»»
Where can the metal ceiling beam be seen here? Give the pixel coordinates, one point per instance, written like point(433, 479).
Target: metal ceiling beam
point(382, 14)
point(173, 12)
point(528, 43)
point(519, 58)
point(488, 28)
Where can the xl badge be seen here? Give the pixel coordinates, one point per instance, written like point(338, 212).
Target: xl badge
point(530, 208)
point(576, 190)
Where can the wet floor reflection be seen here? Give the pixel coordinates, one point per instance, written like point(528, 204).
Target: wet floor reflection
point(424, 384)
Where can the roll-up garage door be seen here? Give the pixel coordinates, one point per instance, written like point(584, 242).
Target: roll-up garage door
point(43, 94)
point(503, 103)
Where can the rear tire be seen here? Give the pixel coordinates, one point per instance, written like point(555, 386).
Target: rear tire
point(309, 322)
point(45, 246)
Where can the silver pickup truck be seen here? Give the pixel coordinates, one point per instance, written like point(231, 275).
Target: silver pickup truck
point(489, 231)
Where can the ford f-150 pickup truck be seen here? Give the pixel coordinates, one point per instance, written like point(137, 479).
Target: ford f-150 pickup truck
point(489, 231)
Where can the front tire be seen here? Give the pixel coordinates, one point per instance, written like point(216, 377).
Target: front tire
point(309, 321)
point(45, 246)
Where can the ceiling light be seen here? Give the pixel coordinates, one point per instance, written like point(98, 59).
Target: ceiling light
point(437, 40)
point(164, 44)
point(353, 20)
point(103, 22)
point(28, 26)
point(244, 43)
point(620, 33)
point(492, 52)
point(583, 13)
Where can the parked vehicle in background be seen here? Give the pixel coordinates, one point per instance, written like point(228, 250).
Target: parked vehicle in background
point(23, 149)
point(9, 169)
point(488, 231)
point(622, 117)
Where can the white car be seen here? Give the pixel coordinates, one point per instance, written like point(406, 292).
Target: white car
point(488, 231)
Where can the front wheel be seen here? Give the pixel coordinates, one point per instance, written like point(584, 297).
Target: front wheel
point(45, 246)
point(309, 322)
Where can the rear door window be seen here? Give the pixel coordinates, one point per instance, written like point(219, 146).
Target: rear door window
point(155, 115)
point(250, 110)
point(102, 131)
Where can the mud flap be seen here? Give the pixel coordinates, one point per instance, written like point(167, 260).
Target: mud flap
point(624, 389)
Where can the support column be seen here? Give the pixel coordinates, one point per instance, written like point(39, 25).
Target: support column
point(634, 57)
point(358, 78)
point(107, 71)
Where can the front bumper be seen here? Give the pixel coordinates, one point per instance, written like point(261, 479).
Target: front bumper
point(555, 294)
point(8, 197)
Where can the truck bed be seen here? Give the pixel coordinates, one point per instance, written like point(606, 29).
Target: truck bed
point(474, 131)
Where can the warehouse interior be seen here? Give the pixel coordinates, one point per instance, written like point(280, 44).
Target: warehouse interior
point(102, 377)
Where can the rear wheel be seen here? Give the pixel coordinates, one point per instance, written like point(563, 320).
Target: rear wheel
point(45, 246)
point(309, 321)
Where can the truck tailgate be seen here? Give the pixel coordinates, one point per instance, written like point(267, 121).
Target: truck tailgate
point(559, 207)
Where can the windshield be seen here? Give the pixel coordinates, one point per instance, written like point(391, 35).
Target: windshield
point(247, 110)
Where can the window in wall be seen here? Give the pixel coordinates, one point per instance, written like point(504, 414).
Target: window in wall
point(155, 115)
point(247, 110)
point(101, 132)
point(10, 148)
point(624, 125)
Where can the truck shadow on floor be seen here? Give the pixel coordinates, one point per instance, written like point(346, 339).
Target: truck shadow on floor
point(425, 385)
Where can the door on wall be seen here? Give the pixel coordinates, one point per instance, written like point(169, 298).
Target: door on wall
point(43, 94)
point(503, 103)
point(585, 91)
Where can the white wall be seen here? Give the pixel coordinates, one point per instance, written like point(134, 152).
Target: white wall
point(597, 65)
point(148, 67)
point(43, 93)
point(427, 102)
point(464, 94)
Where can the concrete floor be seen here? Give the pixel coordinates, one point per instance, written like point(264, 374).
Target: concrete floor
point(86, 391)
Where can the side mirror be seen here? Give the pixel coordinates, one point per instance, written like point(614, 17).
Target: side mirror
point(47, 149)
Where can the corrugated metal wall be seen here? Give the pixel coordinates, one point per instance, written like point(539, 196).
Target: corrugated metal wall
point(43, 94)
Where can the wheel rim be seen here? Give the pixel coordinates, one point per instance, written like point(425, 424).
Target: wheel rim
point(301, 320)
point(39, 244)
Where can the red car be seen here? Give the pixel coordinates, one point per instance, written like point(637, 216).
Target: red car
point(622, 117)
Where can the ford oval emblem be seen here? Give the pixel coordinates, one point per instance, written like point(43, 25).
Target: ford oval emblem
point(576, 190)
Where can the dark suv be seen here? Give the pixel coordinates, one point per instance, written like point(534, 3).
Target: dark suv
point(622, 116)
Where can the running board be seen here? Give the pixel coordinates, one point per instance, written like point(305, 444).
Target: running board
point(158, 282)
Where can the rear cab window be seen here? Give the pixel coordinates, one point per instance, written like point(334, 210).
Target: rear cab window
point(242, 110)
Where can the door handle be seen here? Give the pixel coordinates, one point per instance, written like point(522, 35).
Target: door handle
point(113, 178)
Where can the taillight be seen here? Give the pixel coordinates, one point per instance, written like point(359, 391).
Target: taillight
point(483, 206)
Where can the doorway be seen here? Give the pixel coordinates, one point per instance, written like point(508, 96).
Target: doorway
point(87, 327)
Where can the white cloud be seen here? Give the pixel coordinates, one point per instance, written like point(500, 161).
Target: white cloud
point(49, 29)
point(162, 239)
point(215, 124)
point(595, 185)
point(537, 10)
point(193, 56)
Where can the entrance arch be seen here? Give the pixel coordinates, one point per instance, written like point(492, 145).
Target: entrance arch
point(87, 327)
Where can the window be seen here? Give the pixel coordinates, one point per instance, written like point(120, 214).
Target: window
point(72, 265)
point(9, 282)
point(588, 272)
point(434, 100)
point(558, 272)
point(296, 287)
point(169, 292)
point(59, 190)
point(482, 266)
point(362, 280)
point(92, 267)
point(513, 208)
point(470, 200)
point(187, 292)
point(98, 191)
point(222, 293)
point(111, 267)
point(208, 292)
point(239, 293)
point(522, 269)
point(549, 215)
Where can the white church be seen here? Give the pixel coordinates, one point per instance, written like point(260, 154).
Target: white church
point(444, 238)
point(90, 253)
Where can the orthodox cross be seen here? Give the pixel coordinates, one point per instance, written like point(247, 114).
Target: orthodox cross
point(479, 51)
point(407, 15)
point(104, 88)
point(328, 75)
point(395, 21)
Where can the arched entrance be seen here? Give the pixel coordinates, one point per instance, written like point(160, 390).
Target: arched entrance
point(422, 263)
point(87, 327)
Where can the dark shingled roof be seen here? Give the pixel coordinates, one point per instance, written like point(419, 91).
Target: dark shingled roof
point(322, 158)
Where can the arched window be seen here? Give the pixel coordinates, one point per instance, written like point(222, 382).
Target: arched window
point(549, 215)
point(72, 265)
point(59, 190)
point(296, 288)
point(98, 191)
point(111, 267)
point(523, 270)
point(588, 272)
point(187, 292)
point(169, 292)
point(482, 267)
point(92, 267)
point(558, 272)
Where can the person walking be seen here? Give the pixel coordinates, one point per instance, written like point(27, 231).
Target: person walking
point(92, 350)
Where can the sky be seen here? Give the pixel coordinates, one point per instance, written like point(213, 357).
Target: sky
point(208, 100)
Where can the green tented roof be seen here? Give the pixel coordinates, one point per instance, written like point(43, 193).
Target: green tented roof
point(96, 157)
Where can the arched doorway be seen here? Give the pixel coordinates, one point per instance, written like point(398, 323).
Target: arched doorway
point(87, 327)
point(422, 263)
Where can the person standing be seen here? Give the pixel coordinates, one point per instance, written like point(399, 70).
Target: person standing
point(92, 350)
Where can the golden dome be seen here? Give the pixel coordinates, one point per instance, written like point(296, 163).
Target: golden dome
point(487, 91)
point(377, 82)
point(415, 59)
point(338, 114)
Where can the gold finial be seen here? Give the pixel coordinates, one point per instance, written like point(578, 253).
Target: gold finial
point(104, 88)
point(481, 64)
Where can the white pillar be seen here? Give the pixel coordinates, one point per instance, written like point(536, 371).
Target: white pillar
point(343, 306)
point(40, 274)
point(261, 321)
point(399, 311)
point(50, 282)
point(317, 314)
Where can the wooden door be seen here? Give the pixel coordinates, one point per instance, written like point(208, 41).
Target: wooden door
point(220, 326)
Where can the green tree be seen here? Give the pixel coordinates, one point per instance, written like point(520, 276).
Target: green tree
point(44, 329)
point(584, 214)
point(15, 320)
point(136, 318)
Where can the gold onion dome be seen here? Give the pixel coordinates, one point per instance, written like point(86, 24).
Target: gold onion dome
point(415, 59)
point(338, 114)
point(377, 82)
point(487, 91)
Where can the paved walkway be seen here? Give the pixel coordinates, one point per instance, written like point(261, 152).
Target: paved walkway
««
Reproduce without change the lines of the rows above that open with the line containing "Where can the corrugated" and close with the line containing "point(39, 244)", including both of those lines.

Where can the corrugated metal wall be seen here? Give the pixel coordinates, one point per instance, written like point(539, 196).
Target: corrugated metal wall
point(43, 94)
Where can the wheel rim be seen here? Give the pixel coordinates, one point per instance, written like point(425, 424).
Target: wheel rim
point(301, 320)
point(39, 244)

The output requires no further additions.